##### Document excerpt
The Lyin’ Game

“If a nation expects to be ignorant and free in a state of civilization, it expects what never was, and never will be.”Thomas Jefferson

We received quite a few emails about the column “Lie to Me – It’s a Post-Truth World.” In it, Wrongo called for a means of rebutting lies as they emerge and crawl across our political landscape. Citizens who otherwise lead commonsensical lives cannot seem to hold on to facts when in a political argument.

Let’s start by taking a closer look at how things work in the Lyin’ Game. Charlie Pierce’s 2009 book, Idiot America, lays out what he calls the Three Great Premises that explain how lies take the form of truth:

1. Any theory is valid if it sells books, soaks up ratings, or moves units.
2. Anything can be true if someone says it loudly enough.
3. Fact is that which enough people believe. Truth is measured by how fervently they believe it.

It seems that the 2016 election is confirmation of Dr. Pierce’s diagnosis. The prognosis is not necessarily fatal, though left untreated, it surely could be. Here is a quote from his book:

In the new media age, everybody is a historian, or a scientist, or a preacher, or a sage. And if everyone is an expert, then nobody is, and the worst thing you can be in a society where everybody is an expert is, well, an actual expert.

So, it’s not just that we are fact free, it’s that we, the people, are unable or unwilling to learn the facts.

Susan Jacoby also wrote about the risks of a fact-free society about the same time as Pierce, the 2008 presidential election. In her book, “The Age of Unreason,” she made a great point about FDR and his relationship with citizens and the truth. In FDR’s radio fireside chats, he would ask the people listening out there to spread a map of the world out in front of them so that as he talked about the battles that were going on, they would understand what he was saying about the places, the geography, and the strategy of what was happening. Doris Kearns Goodwin said in a lecture at Kansas State University that one of her favorite fireside chats was the “map speech,” delivered in February, 1942. Millions of Americans went out and bought maps, and they sat by the radio and followed what FDR was talking about.
##########
##### Supplied entries
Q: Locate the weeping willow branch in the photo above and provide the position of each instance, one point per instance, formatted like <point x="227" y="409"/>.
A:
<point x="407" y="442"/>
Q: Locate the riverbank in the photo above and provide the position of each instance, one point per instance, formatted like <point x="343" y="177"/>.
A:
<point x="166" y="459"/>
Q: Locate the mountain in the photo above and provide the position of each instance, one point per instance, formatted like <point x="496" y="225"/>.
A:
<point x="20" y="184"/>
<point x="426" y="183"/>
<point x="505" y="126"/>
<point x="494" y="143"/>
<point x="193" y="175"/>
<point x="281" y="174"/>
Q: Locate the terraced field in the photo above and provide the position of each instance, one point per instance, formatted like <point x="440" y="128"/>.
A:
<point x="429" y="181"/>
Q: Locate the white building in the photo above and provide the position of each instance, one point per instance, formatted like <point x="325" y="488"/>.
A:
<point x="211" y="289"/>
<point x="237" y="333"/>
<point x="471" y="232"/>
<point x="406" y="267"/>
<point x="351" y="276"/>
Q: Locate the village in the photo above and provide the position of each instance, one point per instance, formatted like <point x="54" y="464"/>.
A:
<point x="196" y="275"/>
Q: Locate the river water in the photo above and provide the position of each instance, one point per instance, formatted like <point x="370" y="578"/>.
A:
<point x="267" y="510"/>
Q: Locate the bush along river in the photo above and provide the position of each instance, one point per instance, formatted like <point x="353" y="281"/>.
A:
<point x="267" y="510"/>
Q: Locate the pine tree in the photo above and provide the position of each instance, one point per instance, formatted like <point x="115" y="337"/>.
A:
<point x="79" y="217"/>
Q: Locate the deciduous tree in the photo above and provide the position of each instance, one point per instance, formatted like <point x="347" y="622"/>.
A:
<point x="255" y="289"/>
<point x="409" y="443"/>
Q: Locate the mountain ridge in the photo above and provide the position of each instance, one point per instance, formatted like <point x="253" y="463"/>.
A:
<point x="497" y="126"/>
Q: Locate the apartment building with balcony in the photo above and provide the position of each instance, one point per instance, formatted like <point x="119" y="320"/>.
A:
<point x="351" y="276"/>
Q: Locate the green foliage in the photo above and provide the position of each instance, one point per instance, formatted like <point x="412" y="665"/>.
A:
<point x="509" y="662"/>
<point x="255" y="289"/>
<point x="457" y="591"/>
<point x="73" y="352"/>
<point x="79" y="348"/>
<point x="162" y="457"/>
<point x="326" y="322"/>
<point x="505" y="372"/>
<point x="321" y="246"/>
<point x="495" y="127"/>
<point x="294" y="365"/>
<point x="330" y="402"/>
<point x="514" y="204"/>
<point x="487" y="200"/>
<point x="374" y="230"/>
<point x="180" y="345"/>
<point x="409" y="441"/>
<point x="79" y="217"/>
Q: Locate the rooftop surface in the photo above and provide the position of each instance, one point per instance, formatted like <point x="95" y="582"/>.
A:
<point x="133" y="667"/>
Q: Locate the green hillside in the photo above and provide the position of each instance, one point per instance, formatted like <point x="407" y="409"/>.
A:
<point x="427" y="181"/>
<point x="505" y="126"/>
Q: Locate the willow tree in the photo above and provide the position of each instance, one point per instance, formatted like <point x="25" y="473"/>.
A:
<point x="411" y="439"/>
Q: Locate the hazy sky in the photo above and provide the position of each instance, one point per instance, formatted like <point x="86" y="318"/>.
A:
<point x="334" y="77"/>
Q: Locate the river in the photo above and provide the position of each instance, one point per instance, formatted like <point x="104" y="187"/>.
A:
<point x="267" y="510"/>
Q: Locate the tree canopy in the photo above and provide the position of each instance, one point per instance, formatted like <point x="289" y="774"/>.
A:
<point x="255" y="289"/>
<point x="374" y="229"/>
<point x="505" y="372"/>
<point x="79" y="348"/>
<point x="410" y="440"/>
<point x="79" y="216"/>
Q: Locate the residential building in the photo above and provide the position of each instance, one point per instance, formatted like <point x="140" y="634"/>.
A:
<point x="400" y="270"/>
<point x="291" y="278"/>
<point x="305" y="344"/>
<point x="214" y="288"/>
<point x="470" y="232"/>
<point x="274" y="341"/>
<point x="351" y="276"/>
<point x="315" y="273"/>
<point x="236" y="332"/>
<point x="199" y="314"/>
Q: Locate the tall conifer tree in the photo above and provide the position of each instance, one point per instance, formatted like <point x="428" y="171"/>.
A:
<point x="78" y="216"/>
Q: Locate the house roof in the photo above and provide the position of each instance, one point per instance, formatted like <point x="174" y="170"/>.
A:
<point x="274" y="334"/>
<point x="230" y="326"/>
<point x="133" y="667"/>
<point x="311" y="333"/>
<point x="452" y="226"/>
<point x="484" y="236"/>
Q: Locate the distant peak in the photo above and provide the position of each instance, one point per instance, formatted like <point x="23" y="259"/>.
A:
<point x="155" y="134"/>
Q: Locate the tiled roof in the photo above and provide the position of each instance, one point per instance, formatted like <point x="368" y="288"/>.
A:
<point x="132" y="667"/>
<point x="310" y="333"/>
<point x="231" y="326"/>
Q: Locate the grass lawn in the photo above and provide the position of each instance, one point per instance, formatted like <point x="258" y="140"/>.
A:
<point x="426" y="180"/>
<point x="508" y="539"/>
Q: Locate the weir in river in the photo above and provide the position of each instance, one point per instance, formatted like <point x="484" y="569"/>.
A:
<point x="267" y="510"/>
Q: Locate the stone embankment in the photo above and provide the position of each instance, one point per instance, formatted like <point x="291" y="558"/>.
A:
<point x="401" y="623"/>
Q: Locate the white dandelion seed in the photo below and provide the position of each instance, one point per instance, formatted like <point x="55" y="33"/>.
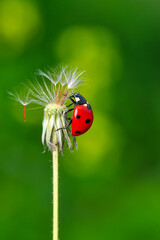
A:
<point x="24" y="100"/>
<point x="51" y="93"/>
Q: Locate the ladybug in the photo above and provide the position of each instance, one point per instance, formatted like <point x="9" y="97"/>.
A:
<point x="82" y="116"/>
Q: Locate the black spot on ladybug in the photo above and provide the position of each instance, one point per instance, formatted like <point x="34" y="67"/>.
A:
<point x="78" y="116"/>
<point x="77" y="131"/>
<point x="88" y="120"/>
<point x="88" y="106"/>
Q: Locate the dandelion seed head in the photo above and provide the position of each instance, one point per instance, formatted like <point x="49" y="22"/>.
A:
<point x="50" y="91"/>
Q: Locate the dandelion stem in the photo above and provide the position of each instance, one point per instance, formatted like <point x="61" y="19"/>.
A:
<point x="55" y="94"/>
<point x="64" y="96"/>
<point x="60" y="93"/>
<point x="55" y="193"/>
<point x="24" y="113"/>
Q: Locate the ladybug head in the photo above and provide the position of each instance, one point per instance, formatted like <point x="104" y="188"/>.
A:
<point x="79" y="99"/>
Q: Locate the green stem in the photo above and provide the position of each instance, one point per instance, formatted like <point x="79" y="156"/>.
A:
<point x="55" y="193"/>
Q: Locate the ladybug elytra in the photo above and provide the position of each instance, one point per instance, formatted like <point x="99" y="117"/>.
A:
<point x="82" y="116"/>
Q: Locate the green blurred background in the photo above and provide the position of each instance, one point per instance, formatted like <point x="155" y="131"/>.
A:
<point x="110" y="187"/>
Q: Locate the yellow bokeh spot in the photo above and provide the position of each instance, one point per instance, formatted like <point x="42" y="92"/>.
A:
<point x="19" y="21"/>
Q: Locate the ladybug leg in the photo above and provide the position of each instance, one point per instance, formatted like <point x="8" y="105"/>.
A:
##########
▸ **Exercise instructions**: Reproduce the whole text on "The Lyin' Game" word for word. These records have no connection to the text.

▸ **Reply**:
The Lyin’ Game

“If a nation expects to be ignorant and free in a state of civilization, it expects what never was, and never will be.”Thomas Jefferson

We received quite a few emails about the column “Lie to Me – It’s a Post-Truth World.” In it, Wrongo called for a means of rebutting lies as they emerge and crawl across our political landscape. Citizens who otherwise lead commonsensical lives cannot seem to hold on to facts when in a political argument.

Let’s start by taking a closer look at how things work in the Lyin’ Game. Charlie Pierce’s 2009 book, Idiot America, lays out what he calls the Three Great Premises that explain how lies take the form of truth:

1. Any theory is valid if it sells books, soaks up ratings, or moves units.
2. Anything can be true if someone says it loudly enough.
3. Fact is that which enough people believe. Truth is measured by how fervently they believe it.

It seems that the 2016 election is confirmation of Dr. Pierce’s diagnosis. The prognosis is not necessarily fatal, though left untreated, it surely could be. Here is a quote from his book:

In the new media age, everybody is a historian, or a scientist, or a preacher, or a sage. And if everyone is an expert, then nobody is, and the worst thing you can be in a society where everybody is an expert is, well, an actual expert.

So, it’s not just that we are fact free, it’s that we, the people, are unable or unwilling to learn the facts.

Susan Jacoby also wrote about the risks of a fact-free society about the same time as Pierce, the 2008 presidential election. In her book, “The Age of Unreason,” she made a great point about FDR and his relationship with citizens and the truth. In FDR’s radio fireside chats, he would ask the people listening out there to spread a map of the world out in front of them so that as he talked about the battles that were going on, they would understand what he was saying about the places, the geography, and the strategy of what was happening. Doris Kearns Goodwin said in a lecture at Kansas State University that one of her favorite fireside chats was the “map speech,” delivered in February, 1942. Millions of Americans went out and bought maps, and they sat by the radio and followed what FDR was talking about.